SPREMBERG. Hakenkreuz-Schmierereien, Hitlergrüße, Schüler in Angst: Im brandenburgischen Spremberg wächst der Einfluss rechtsextremer Kräfte – bis hinein in die Klassenzimmer. Jetzt schlägt Bürgermeisterin Christine Herntier öffentlich Alarm. Ihr eindringlicher Appell richtet sich an die Stadtgesellschaft – und an die Politik.
In der brandenburgischen Kleinstadt Spremberg ist etwas ins Rutschen geraten. Die parteilose Bürgermeisterin Christine Herntier wagt einen ungewöhnlichen Schritt: In einem offenen Brief spricht sie erstmals öffentlich über das, was in ihrer Stadt immer deutlicher zutage tritt – und was bisher meist verschwiegen wurde: ein wachsender Einfluss rechtsextremer Kräfte. Ihre zentrale Sorge: der Zusammenhalt in der Stadt – und die Sicherheit an den Schulen. Was sie beschreibt, ist ein Klima der Angst, das längst auch Kinder, Jugendliche und Lehrkräfte erreicht hat.

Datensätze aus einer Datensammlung
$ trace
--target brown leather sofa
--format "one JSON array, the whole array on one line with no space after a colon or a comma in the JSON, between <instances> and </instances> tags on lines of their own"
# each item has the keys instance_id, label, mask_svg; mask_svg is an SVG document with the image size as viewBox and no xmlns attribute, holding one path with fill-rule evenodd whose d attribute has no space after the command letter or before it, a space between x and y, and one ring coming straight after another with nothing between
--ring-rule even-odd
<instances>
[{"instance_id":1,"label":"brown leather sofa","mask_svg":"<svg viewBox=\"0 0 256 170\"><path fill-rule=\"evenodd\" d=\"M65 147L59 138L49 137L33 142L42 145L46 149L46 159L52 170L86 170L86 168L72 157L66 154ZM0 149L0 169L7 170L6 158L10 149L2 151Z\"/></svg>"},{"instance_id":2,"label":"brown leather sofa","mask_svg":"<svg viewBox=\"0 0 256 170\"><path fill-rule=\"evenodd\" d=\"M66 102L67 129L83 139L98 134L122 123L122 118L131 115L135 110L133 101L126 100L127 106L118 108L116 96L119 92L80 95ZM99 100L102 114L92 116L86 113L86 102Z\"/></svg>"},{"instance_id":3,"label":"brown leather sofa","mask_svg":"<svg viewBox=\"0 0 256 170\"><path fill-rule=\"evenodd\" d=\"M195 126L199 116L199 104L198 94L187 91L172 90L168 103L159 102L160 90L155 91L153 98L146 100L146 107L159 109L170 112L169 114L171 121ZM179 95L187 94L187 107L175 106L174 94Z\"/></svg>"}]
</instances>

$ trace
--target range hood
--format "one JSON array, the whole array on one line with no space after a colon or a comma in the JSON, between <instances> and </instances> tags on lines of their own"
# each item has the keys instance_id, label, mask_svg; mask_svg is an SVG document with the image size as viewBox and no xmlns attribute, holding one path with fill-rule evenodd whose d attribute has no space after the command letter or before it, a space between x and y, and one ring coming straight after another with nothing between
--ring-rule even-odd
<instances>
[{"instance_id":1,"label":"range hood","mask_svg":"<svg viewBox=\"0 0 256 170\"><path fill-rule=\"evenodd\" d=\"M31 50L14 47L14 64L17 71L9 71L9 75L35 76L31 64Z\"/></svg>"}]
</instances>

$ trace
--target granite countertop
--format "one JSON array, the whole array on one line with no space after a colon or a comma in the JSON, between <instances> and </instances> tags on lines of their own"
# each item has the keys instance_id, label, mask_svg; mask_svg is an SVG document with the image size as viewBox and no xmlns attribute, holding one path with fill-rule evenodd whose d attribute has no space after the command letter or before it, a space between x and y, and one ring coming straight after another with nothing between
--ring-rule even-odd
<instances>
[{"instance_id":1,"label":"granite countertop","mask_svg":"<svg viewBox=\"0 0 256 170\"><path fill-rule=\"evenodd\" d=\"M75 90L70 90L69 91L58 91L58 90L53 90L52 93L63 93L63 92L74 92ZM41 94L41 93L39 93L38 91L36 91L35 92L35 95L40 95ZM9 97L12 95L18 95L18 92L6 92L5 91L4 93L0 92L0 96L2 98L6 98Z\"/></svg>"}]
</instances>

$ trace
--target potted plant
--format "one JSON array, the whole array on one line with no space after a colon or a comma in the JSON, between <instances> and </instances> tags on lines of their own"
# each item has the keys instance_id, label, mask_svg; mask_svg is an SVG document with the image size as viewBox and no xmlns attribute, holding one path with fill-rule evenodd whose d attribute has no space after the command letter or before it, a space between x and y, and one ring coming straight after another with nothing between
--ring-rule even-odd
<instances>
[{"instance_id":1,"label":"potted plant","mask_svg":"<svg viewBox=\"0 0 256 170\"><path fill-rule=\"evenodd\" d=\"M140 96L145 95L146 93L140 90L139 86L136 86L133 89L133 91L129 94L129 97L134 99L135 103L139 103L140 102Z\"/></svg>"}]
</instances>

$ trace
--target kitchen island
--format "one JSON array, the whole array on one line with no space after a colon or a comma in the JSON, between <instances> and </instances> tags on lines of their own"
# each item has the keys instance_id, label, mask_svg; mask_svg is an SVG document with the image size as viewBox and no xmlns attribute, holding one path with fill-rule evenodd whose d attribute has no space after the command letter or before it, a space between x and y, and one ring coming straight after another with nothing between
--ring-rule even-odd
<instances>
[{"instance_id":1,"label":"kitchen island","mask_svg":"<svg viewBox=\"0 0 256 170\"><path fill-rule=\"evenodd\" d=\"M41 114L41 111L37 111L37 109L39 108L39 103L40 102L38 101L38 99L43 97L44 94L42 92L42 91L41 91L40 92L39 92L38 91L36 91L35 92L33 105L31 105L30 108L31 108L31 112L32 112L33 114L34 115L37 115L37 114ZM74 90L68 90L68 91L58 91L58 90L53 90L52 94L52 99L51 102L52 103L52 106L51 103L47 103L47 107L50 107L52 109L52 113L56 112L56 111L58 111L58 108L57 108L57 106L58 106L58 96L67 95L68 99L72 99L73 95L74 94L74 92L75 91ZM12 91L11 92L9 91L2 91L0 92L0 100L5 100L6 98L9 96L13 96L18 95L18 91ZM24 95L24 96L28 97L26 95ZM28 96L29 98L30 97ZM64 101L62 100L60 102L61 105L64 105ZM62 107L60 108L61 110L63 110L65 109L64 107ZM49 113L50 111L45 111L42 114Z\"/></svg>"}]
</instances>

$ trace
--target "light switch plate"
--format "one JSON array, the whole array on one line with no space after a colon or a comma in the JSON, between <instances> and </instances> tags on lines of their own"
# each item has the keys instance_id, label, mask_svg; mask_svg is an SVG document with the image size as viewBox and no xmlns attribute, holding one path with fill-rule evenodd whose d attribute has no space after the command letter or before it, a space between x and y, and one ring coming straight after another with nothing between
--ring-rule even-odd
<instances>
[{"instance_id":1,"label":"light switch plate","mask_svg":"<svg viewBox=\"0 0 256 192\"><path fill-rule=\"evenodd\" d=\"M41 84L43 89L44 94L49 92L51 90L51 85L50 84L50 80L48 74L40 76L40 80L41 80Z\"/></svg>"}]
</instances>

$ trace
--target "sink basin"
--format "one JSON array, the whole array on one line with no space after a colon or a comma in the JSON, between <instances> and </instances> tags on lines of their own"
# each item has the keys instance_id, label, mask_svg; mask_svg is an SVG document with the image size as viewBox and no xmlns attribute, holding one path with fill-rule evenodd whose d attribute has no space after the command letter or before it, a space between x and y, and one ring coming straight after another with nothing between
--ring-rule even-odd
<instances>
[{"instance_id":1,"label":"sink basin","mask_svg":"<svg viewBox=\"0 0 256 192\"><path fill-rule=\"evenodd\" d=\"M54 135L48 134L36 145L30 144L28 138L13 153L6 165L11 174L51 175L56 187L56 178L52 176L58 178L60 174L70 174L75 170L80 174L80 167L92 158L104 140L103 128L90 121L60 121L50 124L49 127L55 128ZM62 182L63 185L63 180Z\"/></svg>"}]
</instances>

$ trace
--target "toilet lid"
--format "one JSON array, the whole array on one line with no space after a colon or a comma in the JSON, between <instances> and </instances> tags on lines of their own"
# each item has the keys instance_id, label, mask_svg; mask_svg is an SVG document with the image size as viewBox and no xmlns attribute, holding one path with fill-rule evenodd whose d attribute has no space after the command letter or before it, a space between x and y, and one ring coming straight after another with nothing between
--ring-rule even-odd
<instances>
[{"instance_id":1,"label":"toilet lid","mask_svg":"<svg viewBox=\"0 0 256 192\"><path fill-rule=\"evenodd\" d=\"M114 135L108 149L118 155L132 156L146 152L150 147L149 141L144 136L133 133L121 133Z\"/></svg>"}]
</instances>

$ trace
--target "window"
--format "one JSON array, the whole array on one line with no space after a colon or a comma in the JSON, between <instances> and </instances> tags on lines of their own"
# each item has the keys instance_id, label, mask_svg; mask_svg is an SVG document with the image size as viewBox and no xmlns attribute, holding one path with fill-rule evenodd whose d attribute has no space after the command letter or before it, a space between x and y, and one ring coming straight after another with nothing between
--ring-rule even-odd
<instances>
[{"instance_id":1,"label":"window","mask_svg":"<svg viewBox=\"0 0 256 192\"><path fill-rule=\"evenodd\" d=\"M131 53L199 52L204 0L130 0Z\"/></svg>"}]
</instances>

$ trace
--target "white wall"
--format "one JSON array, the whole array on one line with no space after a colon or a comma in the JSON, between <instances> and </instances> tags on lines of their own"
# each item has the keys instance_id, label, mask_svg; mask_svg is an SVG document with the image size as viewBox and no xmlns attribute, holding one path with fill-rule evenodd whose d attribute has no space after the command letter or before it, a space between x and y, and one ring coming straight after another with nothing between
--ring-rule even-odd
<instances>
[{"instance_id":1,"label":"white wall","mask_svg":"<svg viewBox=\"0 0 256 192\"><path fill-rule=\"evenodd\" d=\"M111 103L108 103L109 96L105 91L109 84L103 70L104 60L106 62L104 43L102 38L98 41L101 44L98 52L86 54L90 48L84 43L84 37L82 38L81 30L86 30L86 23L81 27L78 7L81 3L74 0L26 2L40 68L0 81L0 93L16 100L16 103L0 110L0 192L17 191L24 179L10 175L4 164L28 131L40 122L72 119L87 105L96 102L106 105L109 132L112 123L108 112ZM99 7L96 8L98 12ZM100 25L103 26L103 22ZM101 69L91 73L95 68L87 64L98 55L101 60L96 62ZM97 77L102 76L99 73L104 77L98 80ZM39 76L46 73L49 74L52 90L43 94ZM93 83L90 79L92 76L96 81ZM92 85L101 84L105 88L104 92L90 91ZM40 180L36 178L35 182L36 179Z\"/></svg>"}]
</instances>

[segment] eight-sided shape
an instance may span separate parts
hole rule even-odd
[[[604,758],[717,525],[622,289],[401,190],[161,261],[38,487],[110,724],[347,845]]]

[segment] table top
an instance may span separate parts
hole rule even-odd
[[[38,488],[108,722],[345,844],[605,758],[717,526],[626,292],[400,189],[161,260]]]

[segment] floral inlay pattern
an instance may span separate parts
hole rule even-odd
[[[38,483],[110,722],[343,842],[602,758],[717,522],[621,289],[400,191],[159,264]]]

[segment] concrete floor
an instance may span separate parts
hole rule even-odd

● **Aufgabenstellung**:
Beantworte zum Text über Spremberg diese Fragen:
1. An wen richtet sich der Appell der Bürgermeisterin?
2. In welcher Form spricht sie erstmals öffentlich über die Lage in der Stadt?
3. Welcher Partei gehört sie an?
Die Zeilen stammen aus einer anderen Quelle.

● **Schriftliche Lösung**:
1. An die Stadtgesellschaft und an die Politik.
2. In einem offenen Brief.
3. Keiner, sie ist parteilos.